===== TASK INPUTS
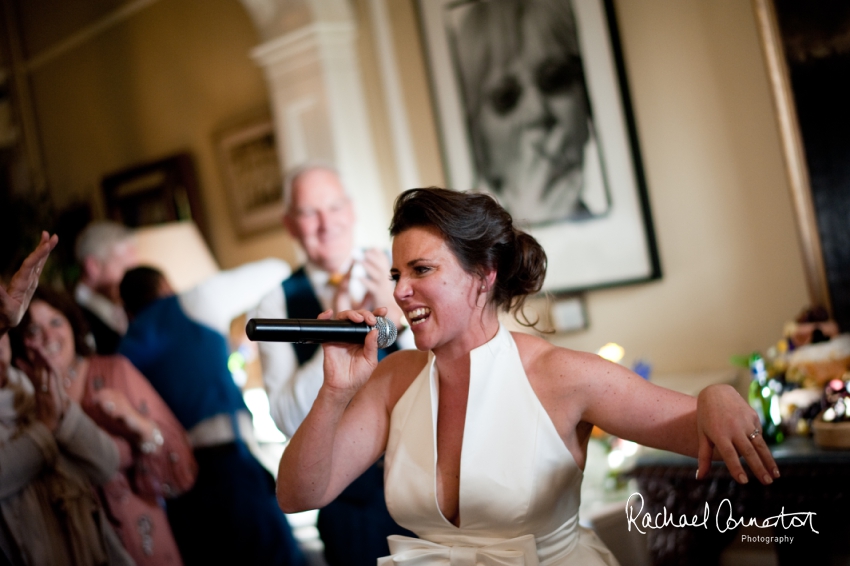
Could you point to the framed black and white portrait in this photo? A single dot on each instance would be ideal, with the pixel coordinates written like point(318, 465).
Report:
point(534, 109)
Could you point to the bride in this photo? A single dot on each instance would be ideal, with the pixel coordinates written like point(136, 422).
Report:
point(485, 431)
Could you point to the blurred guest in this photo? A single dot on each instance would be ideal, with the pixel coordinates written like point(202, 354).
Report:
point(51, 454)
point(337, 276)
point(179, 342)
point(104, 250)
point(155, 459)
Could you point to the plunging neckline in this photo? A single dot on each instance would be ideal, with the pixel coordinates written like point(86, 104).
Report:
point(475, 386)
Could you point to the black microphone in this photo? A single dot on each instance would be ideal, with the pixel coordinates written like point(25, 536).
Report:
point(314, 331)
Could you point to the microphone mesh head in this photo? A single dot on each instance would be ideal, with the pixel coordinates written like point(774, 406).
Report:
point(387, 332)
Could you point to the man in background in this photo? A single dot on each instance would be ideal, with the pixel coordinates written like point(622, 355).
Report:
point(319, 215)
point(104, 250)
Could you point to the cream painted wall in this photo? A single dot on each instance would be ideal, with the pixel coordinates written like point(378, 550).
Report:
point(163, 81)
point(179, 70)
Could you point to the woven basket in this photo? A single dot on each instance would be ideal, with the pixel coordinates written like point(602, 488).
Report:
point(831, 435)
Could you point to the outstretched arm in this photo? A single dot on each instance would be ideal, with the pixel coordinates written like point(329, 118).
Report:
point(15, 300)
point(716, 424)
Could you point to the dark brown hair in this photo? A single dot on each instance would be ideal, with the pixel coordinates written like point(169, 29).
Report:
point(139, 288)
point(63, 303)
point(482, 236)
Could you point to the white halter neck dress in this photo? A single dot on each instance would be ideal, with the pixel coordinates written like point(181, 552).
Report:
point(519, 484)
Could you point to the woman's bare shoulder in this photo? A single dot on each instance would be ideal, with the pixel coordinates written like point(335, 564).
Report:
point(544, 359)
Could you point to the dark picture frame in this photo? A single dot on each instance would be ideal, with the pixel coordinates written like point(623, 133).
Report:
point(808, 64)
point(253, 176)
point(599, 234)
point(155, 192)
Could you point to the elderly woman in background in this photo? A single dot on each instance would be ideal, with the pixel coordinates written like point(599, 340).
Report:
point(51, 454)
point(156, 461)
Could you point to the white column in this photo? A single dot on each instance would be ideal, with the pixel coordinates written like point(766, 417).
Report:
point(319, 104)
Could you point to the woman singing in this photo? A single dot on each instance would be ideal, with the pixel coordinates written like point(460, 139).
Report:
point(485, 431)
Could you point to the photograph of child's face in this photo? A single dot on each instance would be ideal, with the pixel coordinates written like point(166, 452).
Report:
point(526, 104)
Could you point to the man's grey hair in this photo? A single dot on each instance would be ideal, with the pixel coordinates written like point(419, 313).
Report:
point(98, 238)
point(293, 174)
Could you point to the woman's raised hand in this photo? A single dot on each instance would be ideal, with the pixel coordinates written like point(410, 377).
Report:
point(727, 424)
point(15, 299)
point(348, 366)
==========
** PROBLEM **
Every line where "black" appears must be returned from the listing above.

** WRITTEN ANSWER **
Could you point to the framed black and white portrait in this photo? A single dot on each instance would be ideal, with the pixel coordinates written like point(318, 465).
Could you point to the black microphone in this photo? A single dot on each instance would be ideal, with the pixel coordinates written like point(25, 536).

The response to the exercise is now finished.